* Given task:
Starting at the line that contains "Exercise. Locate the alamy" and ending with the last of the lines below, return each line unchanged, leaving out the pictures.

* Stored rows:
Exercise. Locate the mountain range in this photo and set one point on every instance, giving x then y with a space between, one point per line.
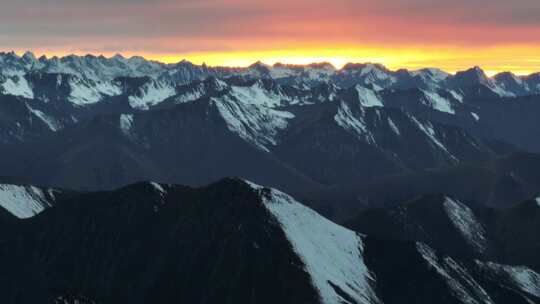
401 185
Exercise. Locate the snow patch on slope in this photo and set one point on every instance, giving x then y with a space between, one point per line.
367 97
255 124
393 126
151 94
460 282
467 224
520 277
52 123
256 95
355 124
438 102
332 255
428 129
23 202
18 86
85 92
126 122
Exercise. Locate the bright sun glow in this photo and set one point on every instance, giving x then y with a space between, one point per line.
521 60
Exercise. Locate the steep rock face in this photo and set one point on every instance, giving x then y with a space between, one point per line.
459 228
214 244
232 242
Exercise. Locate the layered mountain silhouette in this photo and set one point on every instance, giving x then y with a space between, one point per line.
435 175
232 242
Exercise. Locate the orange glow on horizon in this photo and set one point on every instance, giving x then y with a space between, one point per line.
521 60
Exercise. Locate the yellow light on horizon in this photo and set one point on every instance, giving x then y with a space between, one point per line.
518 59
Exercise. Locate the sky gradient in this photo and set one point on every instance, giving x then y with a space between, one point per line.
497 35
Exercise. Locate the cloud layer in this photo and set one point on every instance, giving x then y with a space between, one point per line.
170 27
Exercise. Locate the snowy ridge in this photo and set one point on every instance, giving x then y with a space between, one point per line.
126 122
466 223
257 95
151 94
518 277
332 254
355 124
438 103
23 201
85 91
427 128
255 124
367 97
52 123
460 282
17 86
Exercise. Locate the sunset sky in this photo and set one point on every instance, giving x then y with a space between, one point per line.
453 35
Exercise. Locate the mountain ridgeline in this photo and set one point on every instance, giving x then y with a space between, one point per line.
402 186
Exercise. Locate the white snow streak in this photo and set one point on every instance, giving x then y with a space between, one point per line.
22 202
126 122
519 277
52 123
18 86
255 124
367 97
455 276
428 129
331 253
467 224
438 103
348 121
393 126
151 94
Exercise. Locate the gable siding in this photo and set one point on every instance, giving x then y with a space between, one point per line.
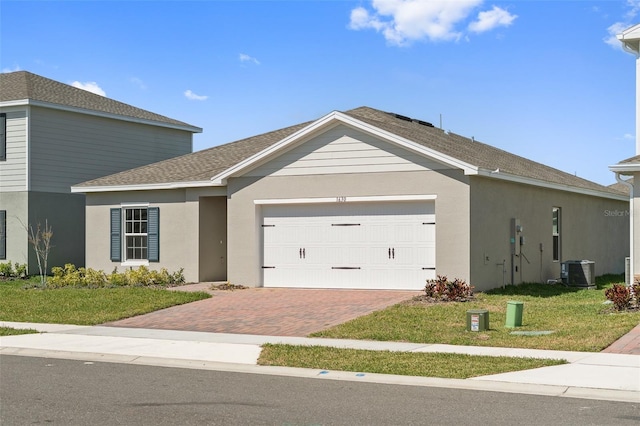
13 170
68 148
344 150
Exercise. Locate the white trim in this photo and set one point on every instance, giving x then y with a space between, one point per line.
186 127
338 117
134 262
143 187
133 204
345 199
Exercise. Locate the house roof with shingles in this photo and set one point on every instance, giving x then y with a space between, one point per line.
203 165
23 86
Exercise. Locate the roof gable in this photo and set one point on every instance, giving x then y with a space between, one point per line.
22 87
215 165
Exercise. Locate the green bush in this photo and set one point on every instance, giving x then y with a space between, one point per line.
16 270
70 276
443 289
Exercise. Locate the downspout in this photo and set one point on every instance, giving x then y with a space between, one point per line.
631 240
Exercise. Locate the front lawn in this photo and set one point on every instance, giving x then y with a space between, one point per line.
454 366
83 306
579 320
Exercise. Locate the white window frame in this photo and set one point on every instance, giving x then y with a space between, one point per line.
126 261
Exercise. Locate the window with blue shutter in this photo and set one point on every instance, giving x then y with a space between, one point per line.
153 234
116 239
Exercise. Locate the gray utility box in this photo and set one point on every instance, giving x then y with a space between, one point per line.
578 273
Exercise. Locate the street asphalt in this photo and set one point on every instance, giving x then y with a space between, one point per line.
602 376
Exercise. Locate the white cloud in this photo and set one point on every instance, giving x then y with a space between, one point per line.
193 97
611 39
246 58
403 21
90 86
491 19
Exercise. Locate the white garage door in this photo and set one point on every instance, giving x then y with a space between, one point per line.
381 245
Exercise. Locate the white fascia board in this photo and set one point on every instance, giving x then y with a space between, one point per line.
334 118
21 102
630 39
626 168
551 185
346 199
142 187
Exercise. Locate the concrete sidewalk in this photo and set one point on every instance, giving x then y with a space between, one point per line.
604 376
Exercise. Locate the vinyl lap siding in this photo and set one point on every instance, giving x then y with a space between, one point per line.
344 150
69 148
13 171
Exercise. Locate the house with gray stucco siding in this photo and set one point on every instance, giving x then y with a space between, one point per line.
355 199
52 136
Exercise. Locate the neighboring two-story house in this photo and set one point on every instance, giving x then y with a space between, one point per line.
53 136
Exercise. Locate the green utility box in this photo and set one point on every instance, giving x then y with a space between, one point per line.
477 320
514 314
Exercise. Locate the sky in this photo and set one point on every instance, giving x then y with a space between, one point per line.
546 80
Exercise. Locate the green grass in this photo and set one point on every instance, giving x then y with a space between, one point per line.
8 331
84 306
454 366
578 318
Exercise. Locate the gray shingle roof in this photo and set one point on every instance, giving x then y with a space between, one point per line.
23 85
203 165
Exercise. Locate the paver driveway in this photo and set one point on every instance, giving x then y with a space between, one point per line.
268 311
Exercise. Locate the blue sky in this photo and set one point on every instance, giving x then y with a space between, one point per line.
541 79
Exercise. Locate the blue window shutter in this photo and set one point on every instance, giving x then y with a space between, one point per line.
153 234
3 234
116 239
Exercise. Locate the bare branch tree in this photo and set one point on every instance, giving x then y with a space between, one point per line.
40 240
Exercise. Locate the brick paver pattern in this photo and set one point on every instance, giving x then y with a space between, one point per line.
268 311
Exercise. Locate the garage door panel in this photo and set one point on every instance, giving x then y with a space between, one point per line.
359 245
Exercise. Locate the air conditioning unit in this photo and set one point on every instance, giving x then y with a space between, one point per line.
578 273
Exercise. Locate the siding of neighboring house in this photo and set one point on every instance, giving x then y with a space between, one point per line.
68 148
184 241
452 211
494 203
16 206
13 170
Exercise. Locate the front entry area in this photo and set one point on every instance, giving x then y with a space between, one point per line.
354 245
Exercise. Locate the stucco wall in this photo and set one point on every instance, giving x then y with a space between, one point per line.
592 228
452 212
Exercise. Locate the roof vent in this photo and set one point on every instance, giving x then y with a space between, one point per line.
402 117
424 123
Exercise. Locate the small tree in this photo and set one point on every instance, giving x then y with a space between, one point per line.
40 240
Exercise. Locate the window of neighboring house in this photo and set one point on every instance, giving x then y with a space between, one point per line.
556 233
3 234
3 136
135 234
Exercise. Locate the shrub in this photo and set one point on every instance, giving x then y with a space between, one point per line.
443 289
70 276
16 270
620 295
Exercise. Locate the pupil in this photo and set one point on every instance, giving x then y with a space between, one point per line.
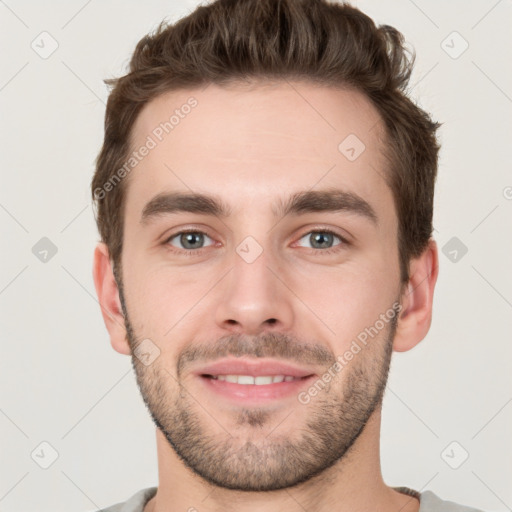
322 239
187 240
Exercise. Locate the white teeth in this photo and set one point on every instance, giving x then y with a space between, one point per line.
263 380
259 380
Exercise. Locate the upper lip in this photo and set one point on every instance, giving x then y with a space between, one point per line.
253 367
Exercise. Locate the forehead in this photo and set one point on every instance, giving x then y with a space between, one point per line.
247 144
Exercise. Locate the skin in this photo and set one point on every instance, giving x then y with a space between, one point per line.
251 146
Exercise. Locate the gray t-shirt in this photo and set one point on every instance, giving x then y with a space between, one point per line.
429 502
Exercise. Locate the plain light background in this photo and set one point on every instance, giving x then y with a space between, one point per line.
61 382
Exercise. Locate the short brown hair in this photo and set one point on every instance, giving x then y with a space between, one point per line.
230 41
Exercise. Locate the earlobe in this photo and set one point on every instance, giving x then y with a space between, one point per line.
417 298
108 297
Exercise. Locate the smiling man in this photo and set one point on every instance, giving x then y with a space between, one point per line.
264 198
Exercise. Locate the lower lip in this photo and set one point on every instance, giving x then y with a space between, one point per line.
255 392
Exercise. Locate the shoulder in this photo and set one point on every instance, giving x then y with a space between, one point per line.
430 502
136 503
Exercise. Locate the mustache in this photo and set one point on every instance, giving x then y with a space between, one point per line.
276 345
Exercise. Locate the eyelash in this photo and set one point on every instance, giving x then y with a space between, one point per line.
196 252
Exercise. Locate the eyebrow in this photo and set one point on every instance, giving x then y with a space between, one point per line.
330 200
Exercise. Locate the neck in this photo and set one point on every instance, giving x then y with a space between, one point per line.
354 484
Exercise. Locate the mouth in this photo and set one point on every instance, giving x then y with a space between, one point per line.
253 381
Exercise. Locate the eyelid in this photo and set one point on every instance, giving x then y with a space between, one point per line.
200 230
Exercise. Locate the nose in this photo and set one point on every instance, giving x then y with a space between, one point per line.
254 297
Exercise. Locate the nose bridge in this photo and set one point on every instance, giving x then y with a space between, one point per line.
252 297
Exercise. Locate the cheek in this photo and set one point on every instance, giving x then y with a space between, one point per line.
347 298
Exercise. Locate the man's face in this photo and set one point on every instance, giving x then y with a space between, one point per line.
258 293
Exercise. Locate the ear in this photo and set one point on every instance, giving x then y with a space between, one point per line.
108 297
417 296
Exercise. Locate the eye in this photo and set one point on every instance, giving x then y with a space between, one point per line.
322 240
188 240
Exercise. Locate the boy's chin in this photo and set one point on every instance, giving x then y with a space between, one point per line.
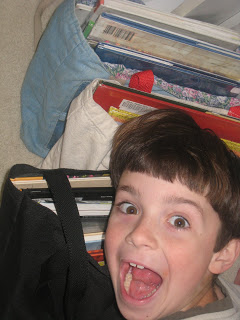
139 289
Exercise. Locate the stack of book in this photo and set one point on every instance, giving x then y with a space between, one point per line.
93 195
179 50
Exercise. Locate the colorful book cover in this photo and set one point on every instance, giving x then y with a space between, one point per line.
168 70
154 41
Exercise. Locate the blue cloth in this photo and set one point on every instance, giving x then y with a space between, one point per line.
63 65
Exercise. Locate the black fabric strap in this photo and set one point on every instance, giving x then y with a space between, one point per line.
72 228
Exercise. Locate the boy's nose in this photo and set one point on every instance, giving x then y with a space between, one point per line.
143 235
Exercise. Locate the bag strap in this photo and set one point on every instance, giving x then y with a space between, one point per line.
72 229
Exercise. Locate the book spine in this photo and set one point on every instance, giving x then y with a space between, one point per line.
116 33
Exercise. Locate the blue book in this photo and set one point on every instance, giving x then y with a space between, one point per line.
169 71
171 46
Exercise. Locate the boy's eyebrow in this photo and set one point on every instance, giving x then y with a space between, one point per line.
128 189
169 200
182 200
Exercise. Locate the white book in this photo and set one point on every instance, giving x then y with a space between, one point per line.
213 34
40 183
135 35
93 208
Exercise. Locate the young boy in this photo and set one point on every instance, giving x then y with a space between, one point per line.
175 223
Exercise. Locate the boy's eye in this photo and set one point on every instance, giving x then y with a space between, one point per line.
128 208
179 222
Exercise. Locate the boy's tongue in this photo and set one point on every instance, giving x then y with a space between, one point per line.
144 283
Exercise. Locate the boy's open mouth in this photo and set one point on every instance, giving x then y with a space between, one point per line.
140 282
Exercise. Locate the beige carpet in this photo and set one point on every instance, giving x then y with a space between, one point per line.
16 51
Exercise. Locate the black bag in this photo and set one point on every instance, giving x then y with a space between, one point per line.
46 272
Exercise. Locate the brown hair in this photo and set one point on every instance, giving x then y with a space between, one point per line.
168 143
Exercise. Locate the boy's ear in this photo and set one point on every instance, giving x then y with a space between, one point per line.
225 258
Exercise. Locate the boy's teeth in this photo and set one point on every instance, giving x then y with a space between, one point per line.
136 265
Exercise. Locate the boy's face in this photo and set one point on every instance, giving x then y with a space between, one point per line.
171 232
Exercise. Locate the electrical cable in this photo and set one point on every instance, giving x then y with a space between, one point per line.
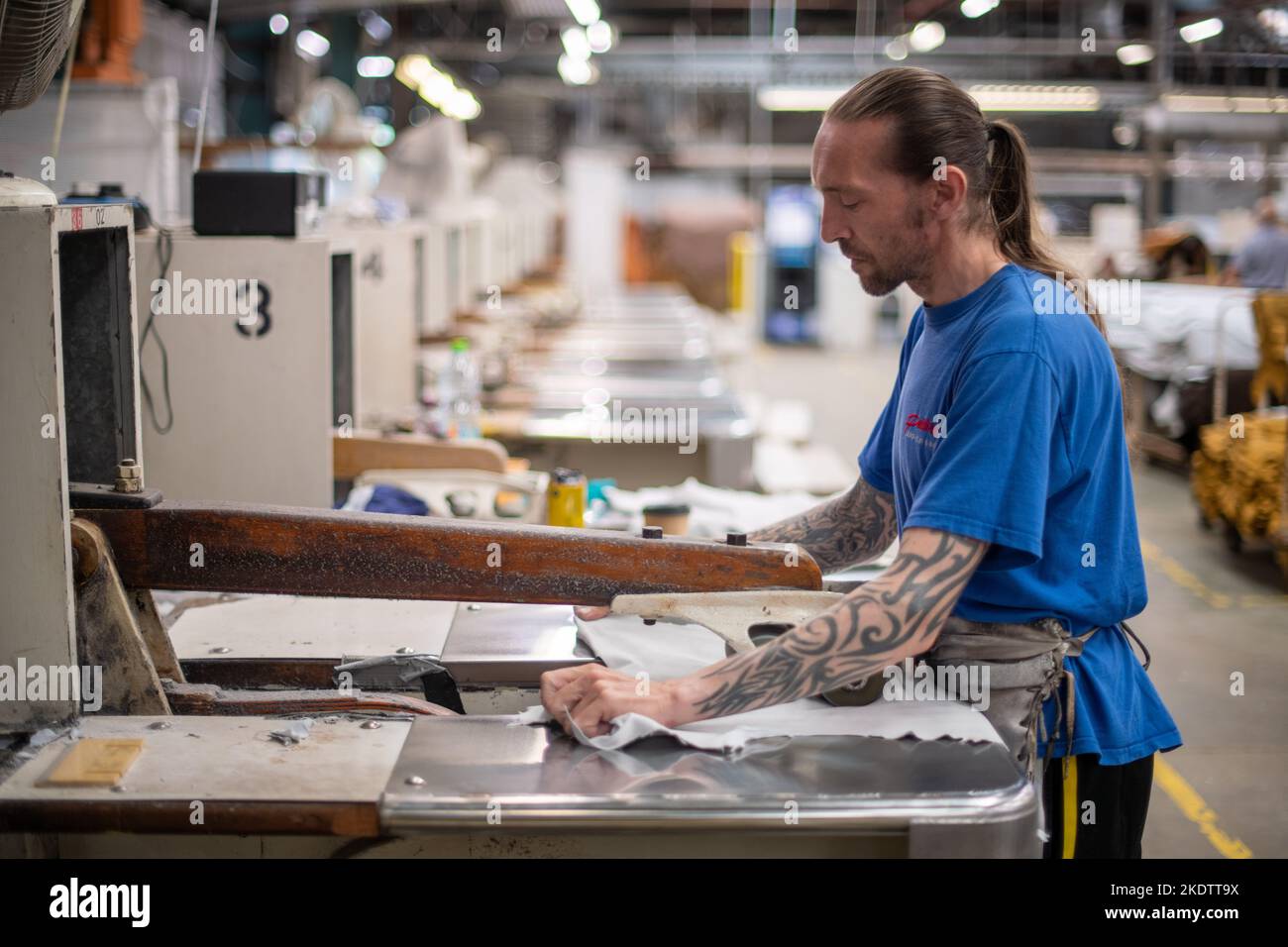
165 250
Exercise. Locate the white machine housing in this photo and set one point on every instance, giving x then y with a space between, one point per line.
256 397
71 401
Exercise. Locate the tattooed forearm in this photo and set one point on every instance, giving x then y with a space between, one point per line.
877 625
842 531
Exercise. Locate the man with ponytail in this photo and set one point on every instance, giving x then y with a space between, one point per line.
999 463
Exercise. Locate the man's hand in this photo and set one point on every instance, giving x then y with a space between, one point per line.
593 696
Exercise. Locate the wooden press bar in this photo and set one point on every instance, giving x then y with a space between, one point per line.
307 552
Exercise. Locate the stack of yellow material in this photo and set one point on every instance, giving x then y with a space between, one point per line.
1239 479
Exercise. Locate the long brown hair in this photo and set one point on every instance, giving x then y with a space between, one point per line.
934 121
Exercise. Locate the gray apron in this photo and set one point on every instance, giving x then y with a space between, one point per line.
1025 667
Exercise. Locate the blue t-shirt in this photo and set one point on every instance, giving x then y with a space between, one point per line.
1006 425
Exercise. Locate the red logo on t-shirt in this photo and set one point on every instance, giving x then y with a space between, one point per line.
919 423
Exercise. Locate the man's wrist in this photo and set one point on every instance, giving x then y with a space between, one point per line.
684 694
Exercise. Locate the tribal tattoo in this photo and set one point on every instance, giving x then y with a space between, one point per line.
879 624
846 530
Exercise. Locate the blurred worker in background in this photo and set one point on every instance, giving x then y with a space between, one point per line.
1262 264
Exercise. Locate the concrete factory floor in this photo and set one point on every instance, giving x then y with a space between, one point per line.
1211 613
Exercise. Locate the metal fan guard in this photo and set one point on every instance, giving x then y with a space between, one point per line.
34 37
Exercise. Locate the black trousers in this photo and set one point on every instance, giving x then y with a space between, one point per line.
1095 810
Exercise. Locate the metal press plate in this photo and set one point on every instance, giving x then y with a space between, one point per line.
456 772
514 644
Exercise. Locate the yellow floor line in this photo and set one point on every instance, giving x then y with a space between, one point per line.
1183 577
1070 810
1197 810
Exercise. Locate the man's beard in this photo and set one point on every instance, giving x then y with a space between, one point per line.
906 258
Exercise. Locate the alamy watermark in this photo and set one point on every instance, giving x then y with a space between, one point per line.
191 296
914 681
648 425
53 684
1115 299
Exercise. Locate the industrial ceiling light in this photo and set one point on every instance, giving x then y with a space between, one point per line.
600 37
926 35
1134 53
1203 30
576 44
1035 98
375 65
412 69
585 12
312 44
1275 21
576 71
778 98
1184 102
437 88
375 26
974 9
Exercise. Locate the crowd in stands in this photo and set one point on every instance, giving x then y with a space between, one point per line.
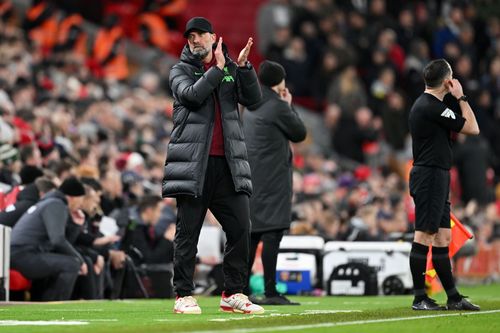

* The result:
Exercise. Locate the alamy watermark in this photo and set one point on every instance, giving x then y with a space between, one point per line.
191 296
914 681
648 425
53 684
1115 299
Exercise. Locate the industrial ceiling light in this photo and set one point on every instance, giving x then y with a space between, one point per line.
600 37
926 35
1134 53
1203 30
576 44
1035 98
375 65
412 69
585 12
312 44
1275 21
576 71
778 98
1184 102
437 88
375 26
974 9
Exercise. Locate the crowd in stands in this photo and set one point on every instance, giving x then y with a space between, one point per line.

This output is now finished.